Excerpted text:

In the world of sports marketing one event rises above the competition in terms of branding and worldwide audience appeal… the Olympics.
If you’re thinking of sponsoring a sporting event, signing an athlete as as spokesperson, or marketing your own sporting event, you can learn a lot by studying what the International Olympic Committee does.
Every two years there’s a massive new event to be planned, a venue to be built, and a sub-brand to be designed and marketed.
No other brand in sports marketing can match the symbolic power of those five, multi-colored Olympic rings. One could argue that the Olympics, in fact, is one of the world’s strongest, most meaningful brands. Here’s why:
• Differentiation: The Olympics are dramatically different than any other sporting event.
If you’re marketing any kind of event it better be differentiated from all the other events that are vying for people’s time and attention.
The Masters at Augusta National is different than any other golf tournament. The IronMan Triathalon is different than any other endurance race. LeMans is different than any other car race. And the Olympics are compellingly different:
• More variety. There’s something for everyone during the two-week span of the Olympics, from mainstream running events and soccer games to exotic, high-adrenalin sports like skeleton and common household games like badminton and table tennis. There’s something uniquely engaging about watching garage games performed at such a high level. Everyone’s played ping pong, but not like they do in the Olympics.
• The Olympics are less commercial than other mega-events like the Superbowl or the soccer World Cup. There’s no on-field branding allowed in the Olympics. Even though they pay hundreds of millions for sponsorship rights, you’ll never see a giant VISA banner hung behind the medals stand at the track, or along the boards in the figure skating arena. And the athletes aren’t plastered with logos, ala-Nascar.
• Authenticity: Branding the Olympics so they mean something beyond just winning.
Five, multi-colored, interlocking rings. That’s the official mark of the games that dates back to 1920. As the Olympic Charter states, the rings “represent the union of the five continents and the meeting of athletes from throughout the world at the Olympic Games.”
That’s the literal interpretation of the Olympic logo. But the brand goes much deeper than that.
Olympic competitors take an oath. They swear to uphold the tenets of the Olympic charter and willingly pee in a cup after every event.
They willingly put their own, personal gains aside for two weeks and compete for their countries “in the spirit of friendship and fair play.”
It may seem a little cheesy, a little old fashioned, but that’s a central theme of the Olympic brand. Even though the line between amateur sports and professional sports is now blurred, it’s still relatively pure.
Especially in the winter games. (Even in Canada there can’t be much money in curling.) There are professional track athletes who switch to Bobsled in the winter, just to have a chance at achieving their dream of competing in the Olympics.

Complete the following:
A - Reproduce everything in the Olympics marketing article from "In the world" down to "other sporting event.".
B - Carry on writing the Olympics marketing article, picking up right after its final sentence.
The rows that come next were drawn from a separate source.

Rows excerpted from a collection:
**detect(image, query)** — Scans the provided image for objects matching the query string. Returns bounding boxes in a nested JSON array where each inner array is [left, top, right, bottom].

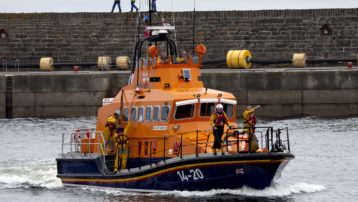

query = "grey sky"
[[0, 0, 358, 13]]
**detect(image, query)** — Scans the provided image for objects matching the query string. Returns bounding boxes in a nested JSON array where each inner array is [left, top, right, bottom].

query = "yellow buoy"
[[116, 56, 130, 70], [40, 57, 55, 71], [292, 53, 307, 67], [97, 56, 111, 69], [226, 50, 252, 69]]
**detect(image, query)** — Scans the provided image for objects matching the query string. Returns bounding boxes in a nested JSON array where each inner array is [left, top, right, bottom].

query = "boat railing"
[[223, 126, 291, 153], [102, 127, 290, 170], [61, 129, 105, 158]]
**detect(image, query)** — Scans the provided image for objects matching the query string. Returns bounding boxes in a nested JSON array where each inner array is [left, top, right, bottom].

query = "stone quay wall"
[[0, 68, 358, 118], [0, 8, 358, 64]]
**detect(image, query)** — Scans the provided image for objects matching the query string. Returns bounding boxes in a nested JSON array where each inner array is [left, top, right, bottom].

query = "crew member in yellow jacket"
[[113, 120, 132, 173], [103, 113, 119, 156], [210, 104, 231, 154], [242, 105, 260, 152]]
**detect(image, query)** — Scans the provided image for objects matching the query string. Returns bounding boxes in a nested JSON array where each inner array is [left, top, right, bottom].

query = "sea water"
[[0, 117, 358, 202]]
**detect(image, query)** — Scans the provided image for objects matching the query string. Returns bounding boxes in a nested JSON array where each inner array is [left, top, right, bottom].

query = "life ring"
[[73, 128, 90, 143]]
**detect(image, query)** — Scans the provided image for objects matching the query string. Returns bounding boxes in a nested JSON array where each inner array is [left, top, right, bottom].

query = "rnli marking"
[[153, 126, 168, 130], [177, 168, 204, 182], [236, 168, 244, 174]]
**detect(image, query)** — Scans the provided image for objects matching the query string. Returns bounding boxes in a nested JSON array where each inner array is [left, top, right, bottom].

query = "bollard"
[[347, 62, 353, 69]]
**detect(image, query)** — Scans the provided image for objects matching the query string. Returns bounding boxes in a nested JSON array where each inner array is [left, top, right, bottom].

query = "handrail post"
[[236, 129, 240, 153], [222, 130, 229, 154], [61, 133, 65, 157], [249, 127, 252, 153], [270, 127, 273, 151], [195, 130, 199, 157], [286, 127, 291, 153], [138, 144, 142, 169], [149, 141, 152, 167], [180, 133, 183, 159], [163, 137, 165, 163]]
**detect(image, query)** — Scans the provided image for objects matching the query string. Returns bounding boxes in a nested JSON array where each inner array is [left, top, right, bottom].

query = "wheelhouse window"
[[131, 107, 137, 123], [161, 105, 170, 121], [153, 106, 160, 122], [200, 103, 215, 116], [145, 106, 153, 122], [138, 107, 144, 122], [123, 107, 129, 122], [174, 104, 195, 119], [223, 104, 234, 118]]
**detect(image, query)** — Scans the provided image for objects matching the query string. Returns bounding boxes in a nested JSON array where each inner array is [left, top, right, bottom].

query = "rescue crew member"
[[157, 51, 168, 64], [242, 105, 260, 152], [113, 120, 132, 173], [176, 50, 188, 64], [103, 113, 119, 156], [152, 0, 157, 12], [210, 104, 231, 154], [111, 0, 122, 13], [131, 0, 138, 12]]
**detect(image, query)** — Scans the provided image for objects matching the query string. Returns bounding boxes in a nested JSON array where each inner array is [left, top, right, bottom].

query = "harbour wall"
[[0, 8, 358, 64], [0, 68, 358, 118]]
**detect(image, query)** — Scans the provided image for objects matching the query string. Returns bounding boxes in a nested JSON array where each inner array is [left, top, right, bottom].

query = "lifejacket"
[[106, 115, 118, 131], [115, 131, 128, 150], [248, 116, 257, 126], [215, 111, 227, 125]]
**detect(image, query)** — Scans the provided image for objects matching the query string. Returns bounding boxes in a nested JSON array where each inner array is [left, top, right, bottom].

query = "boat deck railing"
[[120, 126, 291, 168], [61, 128, 105, 158], [61, 127, 291, 172]]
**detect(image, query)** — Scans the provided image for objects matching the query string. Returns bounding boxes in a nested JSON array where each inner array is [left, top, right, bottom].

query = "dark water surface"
[[0, 117, 358, 202]]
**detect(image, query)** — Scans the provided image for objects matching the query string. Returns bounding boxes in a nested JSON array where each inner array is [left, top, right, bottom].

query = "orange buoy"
[[148, 45, 159, 59], [347, 62, 353, 69]]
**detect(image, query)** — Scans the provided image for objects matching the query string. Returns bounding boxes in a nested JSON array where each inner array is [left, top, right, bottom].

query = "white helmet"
[[216, 104, 224, 109]]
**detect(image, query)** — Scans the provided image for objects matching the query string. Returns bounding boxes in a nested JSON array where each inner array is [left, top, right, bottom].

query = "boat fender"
[[97, 56, 111, 69], [226, 50, 252, 69], [116, 56, 130, 70], [292, 53, 307, 67], [40, 57, 55, 71]]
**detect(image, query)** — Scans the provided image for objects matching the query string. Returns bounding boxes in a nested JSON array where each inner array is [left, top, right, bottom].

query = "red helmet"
[[108, 124, 116, 130]]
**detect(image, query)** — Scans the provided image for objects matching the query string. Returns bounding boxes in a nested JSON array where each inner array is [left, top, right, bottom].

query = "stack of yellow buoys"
[[292, 53, 307, 67], [226, 50, 252, 69], [40, 57, 54, 71], [116, 56, 130, 70], [97, 56, 111, 70]]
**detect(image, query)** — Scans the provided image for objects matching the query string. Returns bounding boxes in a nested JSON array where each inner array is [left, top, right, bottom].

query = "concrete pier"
[[0, 67, 358, 118]]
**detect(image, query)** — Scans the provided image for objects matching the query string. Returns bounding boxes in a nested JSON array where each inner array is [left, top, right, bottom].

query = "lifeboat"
[[56, 22, 294, 192]]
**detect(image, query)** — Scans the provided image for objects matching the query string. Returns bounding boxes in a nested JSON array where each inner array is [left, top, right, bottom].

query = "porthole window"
[[161, 105, 170, 122], [123, 107, 129, 123], [200, 103, 215, 116], [138, 107, 144, 122], [223, 104, 234, 118], [153, 106, 160, 122], [131, 107, 137, 123], [174, 104, 195, 119], [145, 106, 153, 122]]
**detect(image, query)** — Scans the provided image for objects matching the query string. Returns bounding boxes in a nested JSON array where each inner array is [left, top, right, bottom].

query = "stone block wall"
[[202, 69, 358, 117], [0, 68, 358, 119], [0, 72, 128, 118], [0, 8, 358, 64]]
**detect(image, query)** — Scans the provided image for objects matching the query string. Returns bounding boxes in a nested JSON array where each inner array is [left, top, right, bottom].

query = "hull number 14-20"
[[177, 169, 204, 182]]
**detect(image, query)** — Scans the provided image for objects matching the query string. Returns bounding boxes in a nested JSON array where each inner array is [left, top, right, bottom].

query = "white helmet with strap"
[[216, 104, 224, 109]]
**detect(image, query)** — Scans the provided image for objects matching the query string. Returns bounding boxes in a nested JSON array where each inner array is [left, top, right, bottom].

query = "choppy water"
[[0, 117, 358, 202]]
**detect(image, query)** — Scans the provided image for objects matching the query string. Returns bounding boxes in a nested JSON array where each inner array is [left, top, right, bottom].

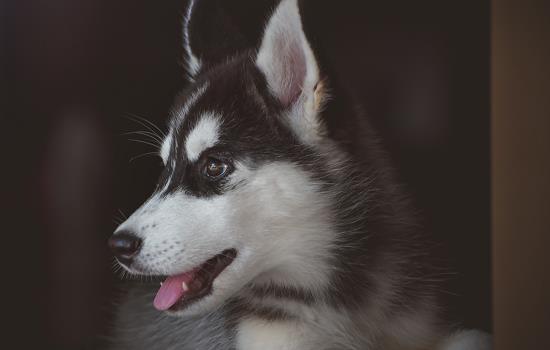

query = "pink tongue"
[[153, 271, 195, 311]]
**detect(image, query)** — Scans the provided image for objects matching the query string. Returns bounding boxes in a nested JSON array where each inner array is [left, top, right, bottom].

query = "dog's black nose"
[[108, 231, 141, 265]]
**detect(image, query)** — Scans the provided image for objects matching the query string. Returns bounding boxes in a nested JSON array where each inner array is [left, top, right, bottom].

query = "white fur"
[[160, 133, 172, 165], [185, 112, 221, 162], [237, 318, 324, 350], [183, 0, 202, 79]]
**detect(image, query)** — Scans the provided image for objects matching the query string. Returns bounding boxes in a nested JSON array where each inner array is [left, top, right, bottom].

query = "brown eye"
[[204, 158, 229, 179]]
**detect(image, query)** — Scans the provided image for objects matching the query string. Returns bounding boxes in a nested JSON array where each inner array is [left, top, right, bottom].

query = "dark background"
[[0, 0, 490, 349]]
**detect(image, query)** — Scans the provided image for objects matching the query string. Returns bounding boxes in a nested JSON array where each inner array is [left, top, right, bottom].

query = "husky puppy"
[[109, 0, 490, 350]]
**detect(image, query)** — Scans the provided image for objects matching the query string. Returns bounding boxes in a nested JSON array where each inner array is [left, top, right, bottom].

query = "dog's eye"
[[204, 157, 229, 179]]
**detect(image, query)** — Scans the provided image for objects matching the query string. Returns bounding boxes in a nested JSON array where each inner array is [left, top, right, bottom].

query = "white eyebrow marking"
[[183, 0, 202, 80], [185, 112, 220, 162]]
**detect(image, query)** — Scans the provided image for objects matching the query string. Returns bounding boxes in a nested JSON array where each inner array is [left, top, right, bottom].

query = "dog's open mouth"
[[153, 249, 237, 311]]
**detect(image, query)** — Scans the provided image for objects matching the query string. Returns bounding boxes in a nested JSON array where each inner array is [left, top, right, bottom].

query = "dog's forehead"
[[166, 63, 276, 161]]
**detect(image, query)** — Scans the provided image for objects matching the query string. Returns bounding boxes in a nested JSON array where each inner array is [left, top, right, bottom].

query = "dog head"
[[110, 0, 340, 314]]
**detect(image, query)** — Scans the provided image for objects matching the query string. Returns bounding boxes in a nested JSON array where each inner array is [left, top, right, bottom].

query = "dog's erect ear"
[[256, 0, 319, 107]]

Task responses:
A -
In the world of sports marketing one event rises above the competition in terms of branding and worldwide audience appeal… the Olympics.
If you’re thinking of sponsoring a sporting event, signing an athlete as as spokesperson, or marketing your own sporting event, you can learn a lot by studying what the International Olympic Committee does.
Every two years there’s a massive new event to be planned, a venue to be built, and a sub-brand to be designed and marketed.
No other brand in sports marketing can match the symbolic power of those five, multi-colored Olympic rings. One could argue that the Olympics, in fact, is one of the world’s strongest, most meaningful brands. Here’s why:
• Differentiation: The Olympics are dramatically different than any other sporting event.

B -
The authenticity is obvious in post-event interviews… The athletes are less rehearsed and obviously passionate about their sports, and about the Olympics. You don’t get those canned, banal responses like you do in the NBA or NFL.
At The Games, the Olympic brand always takes precedent over any other type of branding, personal or corporate. So even when you have NHL and NBA stars competing in the Olympics, it’s not about them or their sponsors. It’s about The Games.
You’ll often hear brand managers and consultants talking about “core brand values” and the underlying meaning of great brands. Well, the Olympic Brand means much more than just medal counts and TV ratings. It’s not just winners and losers. It’s national pride and the triumph of the human spirit. It’s the intangible “spirit of the games” that makes it riveting for the audience, and desirable to the corporate world.
The 2012 London games was the most-watched television event in U.S. history. 40 million Americans watched the opening ceremonies, and NBC’s primetime broadcast averaged 31.1 million viewers a night for a total of 219.4 million viewers. Worldwide, the estimated number was 900 million viewers, according to Reuter’s.
By comparison, the most-watched Super Bowl was the 2015 match up between the New England Patriots and Seattle Seahawks. That game drew 114.4 million viewers in the U.S., and an estimated 30-50 million internationally.
In the last 20 years the price tag for an Olympic sponsorship has risen dramatically. NBC paid $775 million for the Sochi games alone, $4.38 Billion for the Olympic broadcast rights through 2020.
No other sporting event commands that kind of attention in the corporate marketing world. You could argue it’s the most desirable brand affiliation on earth. Companies are clamoring to hang their hats on those Olympic Rings.
• Brand Credibility: A gold-medal history of unscripted, authentic storylines of ordinary people.
It’s always interesting when superstars like Tom Brady or LeBron James win another championship. But those guys are from another planet.
Olympic athletes, and their stories, are far more relatable and compelling for the average Joe or Mary at home.
At the Olympics you find ordinary people pursuing their favorite sports, not for the hundred million-dollar endorsement deals, but for the pure sense of personal accomplishment.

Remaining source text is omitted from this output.